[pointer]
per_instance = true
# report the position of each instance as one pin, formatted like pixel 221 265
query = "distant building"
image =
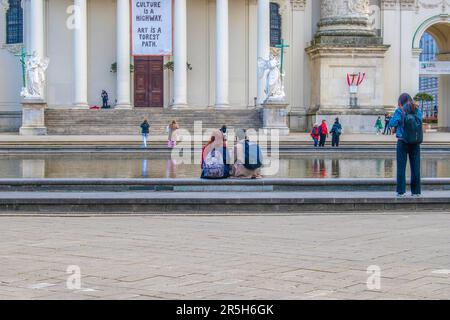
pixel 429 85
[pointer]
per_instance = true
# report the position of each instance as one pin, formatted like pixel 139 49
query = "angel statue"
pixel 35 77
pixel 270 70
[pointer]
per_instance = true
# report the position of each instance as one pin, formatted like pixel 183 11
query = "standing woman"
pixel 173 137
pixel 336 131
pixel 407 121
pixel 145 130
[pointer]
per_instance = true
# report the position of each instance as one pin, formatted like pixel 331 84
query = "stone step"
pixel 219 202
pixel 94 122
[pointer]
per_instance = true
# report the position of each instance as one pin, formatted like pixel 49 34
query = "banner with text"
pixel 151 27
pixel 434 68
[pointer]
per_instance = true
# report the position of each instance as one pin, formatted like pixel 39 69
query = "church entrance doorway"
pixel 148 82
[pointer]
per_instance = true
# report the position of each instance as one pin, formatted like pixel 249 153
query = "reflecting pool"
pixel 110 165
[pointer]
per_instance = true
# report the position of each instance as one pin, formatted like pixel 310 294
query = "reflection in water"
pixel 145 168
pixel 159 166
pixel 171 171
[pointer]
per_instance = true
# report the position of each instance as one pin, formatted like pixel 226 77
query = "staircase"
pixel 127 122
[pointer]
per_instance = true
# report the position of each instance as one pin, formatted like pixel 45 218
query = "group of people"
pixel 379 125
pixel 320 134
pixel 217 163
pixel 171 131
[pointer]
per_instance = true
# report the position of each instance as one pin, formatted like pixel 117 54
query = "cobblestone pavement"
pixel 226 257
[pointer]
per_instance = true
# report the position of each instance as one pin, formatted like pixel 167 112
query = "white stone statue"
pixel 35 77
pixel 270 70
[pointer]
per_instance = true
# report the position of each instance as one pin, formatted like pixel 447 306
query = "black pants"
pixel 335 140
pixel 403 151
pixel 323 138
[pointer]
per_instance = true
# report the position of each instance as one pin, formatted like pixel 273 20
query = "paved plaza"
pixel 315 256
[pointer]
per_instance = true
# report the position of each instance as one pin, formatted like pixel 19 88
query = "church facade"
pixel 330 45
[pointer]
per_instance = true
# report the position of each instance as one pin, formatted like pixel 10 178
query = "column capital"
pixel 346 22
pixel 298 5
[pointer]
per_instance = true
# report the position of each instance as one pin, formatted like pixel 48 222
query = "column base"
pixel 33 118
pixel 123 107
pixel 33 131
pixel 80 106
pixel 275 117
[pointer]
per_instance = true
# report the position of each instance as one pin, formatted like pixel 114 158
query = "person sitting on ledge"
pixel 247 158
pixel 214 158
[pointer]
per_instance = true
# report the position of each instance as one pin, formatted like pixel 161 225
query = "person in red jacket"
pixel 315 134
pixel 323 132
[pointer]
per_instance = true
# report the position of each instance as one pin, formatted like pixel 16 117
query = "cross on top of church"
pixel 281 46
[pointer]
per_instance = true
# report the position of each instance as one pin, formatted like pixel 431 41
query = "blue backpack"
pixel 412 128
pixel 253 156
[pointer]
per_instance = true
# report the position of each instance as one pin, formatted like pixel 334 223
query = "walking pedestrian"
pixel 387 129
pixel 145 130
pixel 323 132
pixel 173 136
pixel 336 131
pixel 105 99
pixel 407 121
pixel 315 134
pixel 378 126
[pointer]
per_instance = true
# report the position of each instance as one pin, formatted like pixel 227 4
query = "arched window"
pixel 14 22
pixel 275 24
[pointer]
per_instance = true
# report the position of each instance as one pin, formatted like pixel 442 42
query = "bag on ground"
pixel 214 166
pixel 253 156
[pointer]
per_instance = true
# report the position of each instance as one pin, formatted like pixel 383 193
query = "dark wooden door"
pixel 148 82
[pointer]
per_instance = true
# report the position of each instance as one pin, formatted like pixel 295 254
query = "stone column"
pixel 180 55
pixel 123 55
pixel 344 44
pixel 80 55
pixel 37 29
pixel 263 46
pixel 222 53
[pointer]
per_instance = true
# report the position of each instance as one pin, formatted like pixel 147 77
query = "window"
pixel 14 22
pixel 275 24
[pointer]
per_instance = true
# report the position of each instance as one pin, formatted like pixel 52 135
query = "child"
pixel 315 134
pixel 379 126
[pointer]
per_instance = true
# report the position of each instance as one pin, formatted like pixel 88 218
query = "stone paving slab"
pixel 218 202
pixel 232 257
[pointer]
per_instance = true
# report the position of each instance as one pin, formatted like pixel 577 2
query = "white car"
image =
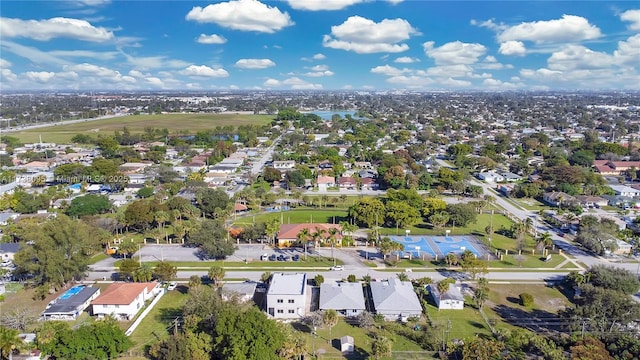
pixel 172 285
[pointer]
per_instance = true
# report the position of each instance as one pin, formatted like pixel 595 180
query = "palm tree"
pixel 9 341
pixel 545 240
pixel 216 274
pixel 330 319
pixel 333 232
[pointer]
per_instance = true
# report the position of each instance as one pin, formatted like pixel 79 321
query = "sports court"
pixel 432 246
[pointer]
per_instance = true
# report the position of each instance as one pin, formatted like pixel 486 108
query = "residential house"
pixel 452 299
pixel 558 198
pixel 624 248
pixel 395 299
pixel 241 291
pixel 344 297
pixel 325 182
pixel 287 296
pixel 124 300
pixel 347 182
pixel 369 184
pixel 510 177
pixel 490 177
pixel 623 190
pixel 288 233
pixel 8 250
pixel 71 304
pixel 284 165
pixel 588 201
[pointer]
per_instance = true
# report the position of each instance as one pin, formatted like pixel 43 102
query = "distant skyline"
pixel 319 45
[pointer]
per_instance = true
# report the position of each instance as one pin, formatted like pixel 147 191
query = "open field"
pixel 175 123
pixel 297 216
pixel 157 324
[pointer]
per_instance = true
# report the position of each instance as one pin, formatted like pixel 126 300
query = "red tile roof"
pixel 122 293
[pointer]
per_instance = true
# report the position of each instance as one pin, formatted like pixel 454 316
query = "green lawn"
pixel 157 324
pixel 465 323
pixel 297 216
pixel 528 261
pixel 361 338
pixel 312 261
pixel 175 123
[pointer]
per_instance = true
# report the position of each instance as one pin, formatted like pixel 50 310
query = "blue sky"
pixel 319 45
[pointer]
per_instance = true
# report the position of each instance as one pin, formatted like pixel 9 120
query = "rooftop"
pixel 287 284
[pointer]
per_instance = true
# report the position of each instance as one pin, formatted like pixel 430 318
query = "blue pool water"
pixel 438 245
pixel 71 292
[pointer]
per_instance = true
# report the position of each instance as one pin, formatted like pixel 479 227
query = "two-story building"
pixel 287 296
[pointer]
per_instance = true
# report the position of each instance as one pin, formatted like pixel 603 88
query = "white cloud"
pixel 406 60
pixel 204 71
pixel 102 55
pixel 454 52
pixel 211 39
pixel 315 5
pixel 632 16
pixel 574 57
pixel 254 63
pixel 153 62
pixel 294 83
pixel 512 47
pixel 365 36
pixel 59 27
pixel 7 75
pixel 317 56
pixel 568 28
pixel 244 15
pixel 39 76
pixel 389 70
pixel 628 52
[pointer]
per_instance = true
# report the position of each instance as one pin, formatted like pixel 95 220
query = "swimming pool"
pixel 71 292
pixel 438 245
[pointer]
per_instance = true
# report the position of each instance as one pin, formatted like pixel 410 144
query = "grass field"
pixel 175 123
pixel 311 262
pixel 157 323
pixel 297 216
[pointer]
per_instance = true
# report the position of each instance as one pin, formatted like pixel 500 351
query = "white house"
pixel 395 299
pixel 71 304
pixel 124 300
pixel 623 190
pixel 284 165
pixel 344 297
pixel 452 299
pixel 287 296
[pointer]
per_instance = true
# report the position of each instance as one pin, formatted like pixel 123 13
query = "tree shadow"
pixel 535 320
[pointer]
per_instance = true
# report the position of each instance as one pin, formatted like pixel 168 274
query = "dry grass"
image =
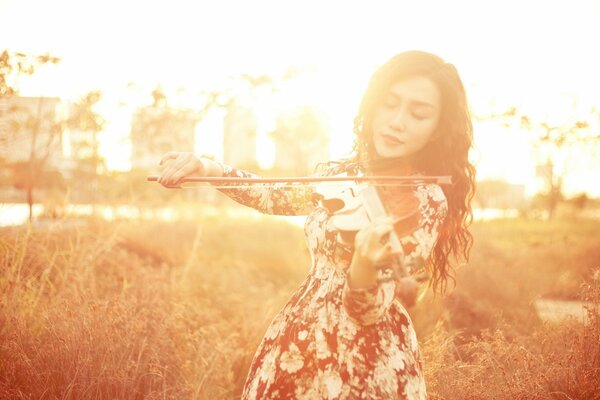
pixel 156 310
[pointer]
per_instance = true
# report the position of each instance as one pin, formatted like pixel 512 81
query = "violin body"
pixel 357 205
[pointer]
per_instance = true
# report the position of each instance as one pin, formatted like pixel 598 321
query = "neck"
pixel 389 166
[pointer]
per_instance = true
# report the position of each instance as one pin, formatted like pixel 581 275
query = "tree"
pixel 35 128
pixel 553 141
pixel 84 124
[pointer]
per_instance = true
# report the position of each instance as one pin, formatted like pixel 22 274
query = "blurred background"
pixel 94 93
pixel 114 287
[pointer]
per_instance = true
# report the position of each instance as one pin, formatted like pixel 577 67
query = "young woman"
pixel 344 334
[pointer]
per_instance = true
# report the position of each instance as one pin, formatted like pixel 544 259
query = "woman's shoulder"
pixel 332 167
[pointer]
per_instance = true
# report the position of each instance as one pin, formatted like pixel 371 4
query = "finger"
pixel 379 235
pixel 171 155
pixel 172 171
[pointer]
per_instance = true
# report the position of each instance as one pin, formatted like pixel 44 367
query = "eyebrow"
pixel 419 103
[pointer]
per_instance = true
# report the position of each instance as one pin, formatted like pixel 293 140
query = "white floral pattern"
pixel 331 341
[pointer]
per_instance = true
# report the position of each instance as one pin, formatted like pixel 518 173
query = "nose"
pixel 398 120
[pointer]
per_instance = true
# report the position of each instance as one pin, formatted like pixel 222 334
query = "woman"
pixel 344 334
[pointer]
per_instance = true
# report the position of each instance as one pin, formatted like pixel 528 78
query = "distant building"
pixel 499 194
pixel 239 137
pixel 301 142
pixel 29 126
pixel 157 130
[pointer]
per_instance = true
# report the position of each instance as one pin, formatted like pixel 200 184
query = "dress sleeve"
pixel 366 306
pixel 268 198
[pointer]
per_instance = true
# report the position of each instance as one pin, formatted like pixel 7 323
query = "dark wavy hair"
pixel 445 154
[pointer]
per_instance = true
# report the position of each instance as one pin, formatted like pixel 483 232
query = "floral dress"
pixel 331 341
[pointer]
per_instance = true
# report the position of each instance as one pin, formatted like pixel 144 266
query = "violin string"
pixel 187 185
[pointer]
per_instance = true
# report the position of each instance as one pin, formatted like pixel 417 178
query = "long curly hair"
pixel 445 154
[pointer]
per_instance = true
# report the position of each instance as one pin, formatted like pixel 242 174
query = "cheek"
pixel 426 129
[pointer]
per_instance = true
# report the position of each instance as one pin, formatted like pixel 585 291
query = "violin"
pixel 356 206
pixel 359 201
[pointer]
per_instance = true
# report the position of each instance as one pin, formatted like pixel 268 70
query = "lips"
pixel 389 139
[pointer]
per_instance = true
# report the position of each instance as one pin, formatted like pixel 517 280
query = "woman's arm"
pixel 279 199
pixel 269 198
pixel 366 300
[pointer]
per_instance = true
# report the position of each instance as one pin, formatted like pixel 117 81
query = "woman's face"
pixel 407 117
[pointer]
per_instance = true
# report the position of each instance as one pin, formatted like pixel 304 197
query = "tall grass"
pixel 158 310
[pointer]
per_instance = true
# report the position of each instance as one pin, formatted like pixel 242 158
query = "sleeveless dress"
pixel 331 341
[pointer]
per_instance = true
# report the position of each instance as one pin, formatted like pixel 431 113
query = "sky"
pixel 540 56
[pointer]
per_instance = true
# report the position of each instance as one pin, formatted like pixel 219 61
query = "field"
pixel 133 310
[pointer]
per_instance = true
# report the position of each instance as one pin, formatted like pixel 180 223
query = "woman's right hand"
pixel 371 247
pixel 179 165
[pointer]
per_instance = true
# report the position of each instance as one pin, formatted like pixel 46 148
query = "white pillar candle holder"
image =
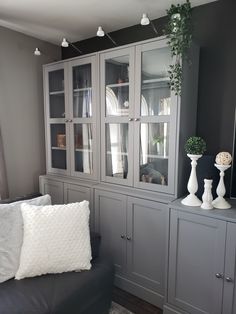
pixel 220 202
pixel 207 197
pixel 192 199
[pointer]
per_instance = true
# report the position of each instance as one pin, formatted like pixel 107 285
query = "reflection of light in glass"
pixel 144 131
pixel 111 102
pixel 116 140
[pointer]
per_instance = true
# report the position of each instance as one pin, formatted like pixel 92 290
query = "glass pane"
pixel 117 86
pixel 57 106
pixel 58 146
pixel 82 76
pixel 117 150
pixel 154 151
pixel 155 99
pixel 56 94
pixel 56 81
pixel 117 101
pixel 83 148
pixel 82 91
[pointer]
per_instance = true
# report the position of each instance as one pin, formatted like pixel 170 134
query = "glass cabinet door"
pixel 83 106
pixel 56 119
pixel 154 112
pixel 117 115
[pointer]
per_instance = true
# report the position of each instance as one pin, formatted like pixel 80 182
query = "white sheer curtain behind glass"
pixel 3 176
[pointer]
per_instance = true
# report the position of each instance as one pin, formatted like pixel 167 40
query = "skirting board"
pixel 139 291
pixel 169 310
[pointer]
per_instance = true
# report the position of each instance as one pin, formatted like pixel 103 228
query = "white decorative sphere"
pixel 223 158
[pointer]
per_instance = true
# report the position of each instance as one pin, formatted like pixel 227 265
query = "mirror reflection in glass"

- - - -

Report how many lines of the entries above contain the word "column", giving only the number; case counts.

3